| DATA SHOWN |
'''

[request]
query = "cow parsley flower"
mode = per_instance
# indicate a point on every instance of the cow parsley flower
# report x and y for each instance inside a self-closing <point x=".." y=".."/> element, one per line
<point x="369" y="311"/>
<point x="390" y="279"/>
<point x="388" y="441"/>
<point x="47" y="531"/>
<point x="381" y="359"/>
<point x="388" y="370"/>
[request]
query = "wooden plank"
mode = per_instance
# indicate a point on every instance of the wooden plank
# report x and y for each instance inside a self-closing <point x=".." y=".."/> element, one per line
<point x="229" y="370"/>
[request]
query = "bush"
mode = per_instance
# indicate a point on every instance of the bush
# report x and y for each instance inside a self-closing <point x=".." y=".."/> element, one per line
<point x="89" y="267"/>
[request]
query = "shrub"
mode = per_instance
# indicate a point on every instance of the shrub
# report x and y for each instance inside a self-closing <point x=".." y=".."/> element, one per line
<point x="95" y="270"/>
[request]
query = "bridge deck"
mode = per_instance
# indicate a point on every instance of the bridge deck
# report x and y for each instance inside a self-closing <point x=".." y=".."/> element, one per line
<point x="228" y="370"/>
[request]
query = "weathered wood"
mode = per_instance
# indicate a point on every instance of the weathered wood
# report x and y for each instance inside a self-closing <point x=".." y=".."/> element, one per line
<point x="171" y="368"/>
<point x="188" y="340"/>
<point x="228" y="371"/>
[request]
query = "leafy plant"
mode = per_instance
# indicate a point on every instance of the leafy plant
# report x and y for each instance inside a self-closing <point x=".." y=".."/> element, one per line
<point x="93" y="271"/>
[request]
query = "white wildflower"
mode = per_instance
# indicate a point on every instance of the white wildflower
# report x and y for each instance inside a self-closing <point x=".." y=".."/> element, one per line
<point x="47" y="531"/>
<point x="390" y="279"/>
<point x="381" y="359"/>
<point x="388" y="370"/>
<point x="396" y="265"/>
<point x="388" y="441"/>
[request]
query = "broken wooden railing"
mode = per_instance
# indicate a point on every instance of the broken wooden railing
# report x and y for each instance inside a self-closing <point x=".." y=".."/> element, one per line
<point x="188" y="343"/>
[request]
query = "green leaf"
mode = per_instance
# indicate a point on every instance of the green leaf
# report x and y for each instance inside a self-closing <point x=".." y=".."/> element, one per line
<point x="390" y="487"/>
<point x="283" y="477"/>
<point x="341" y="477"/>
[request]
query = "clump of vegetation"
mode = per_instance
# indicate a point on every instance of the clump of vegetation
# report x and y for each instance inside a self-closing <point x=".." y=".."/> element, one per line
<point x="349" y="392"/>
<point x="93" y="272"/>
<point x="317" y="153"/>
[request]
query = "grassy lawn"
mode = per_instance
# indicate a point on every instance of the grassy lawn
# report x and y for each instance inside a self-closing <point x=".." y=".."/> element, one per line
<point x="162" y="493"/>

'''

| ACTIVITY |
Keeping every word as it is, repeat all of the records.

| RESPONSE BELOW |
[request]
query = "cow parsley flower"
mode = per_instance
# indicate a point on every instance of the cow parsley flower
# report x and y for each instance inside a self-closing <point x=".." y=".."/> element, one per line
<point x="369" y="311"/>
<point x="390" y="279"/>
<point x="388" y="441"/>
<point x="47" y="531"/>
<point x="381" y="359"/>
<point x="388" y="370"/>
[request]
query = "wooden plank"
mode = per_instance
# indicate a point on every instance of the wooden plank
# report x and y for each instance inside a self-closing <point x=".." y=".."/> element, one per line
<point x="229" y="370"/>
[request]
query = "bush"
mode = per_instance
# indicate a point on every instance of the bush
# report x and y for each instance inside a self-closing <point x=".." y=".."/> element, one per line
<point x="89" y="267"/>
[request]
query = "shrub"
mode = per_instance
# indicate a point on every instance of the shrub
# report x and y for each instance inside a self-closing <point x=".." y=".."/> element, one per line
<point x="95" y="270"/>
[request]
query = "bridge deck"
mode = per_instance
# indicate a point on every instance of the bridge deck
# report x and y for each instance inside a self-closing <point x=".." y=".."/> element, one per line
<point x="228" y="370"/>
[request]
query = "weathered wood"
mode = per_instance
# indicate a point on every instance of the weathered wood
# report x and y for each instance inside a self-closing <point x=".." y=".."/> element, one per line
<point x="171" y="368"/>
<point x="188" y="340"/>
<point x="228" y="371"/>
[request]
query = "leafy plant"
mode = per_instance
# indicate a point on every instance of the leafy plant
# report x and y for each instance inside a self-closing <point x=".." y=".."/> element, one per line
<point x="93" y="271"/>
[request]
query = "white wildflower"
mode = per_instance
# indicate a point on every instance of the white wildflower
# report x and y for each instance inside a self-closing <point x=".." y=".."/> element, one per line
<point x="47" y="531"/>
<point x="390" y="279"/>
<point x="381" y="359"/>
<point x="388" y="370"/>
<point x="396" y="265"/>
<point x="388" y="441"/>
[request]
query = "broken wooden railing"
mode = per_instance
# indicate a point on every instance of the broken wooden railing
# report x and y for each instance inside a self-closing <point x=".." y=".."/> element, one per line
<point x="188" y="343"/>
[request]
query = "green leaf"
mode = per_instance
# indicate a point on every instance of the green leaf
# report x and y for each instance inside a self-closing <point x=".." y=".."/> element, one per line
<point x="390" y="487"/>
<point x="283" y="477"/>
<point x="341" y="477"/>
[request]
query = "clump of vegetation"
mode = per_instance
# indicate a point on every instance of the clump of vegetation
# report x and y for each instance inside a self-closing <point x=".." y=".."/> element, one per line
<point x="349" y="392"/>
<point x="93" y="272"/>
<point x="317" y="153"/>
[request]
query = "grassy lawn"
mode = per_instance
# indicate a point on every instance of the grassy lawn
# report x and y for each instance inside a self-closing <point x=".." y=".."/> element, one per line
<point x="162" y="493"/>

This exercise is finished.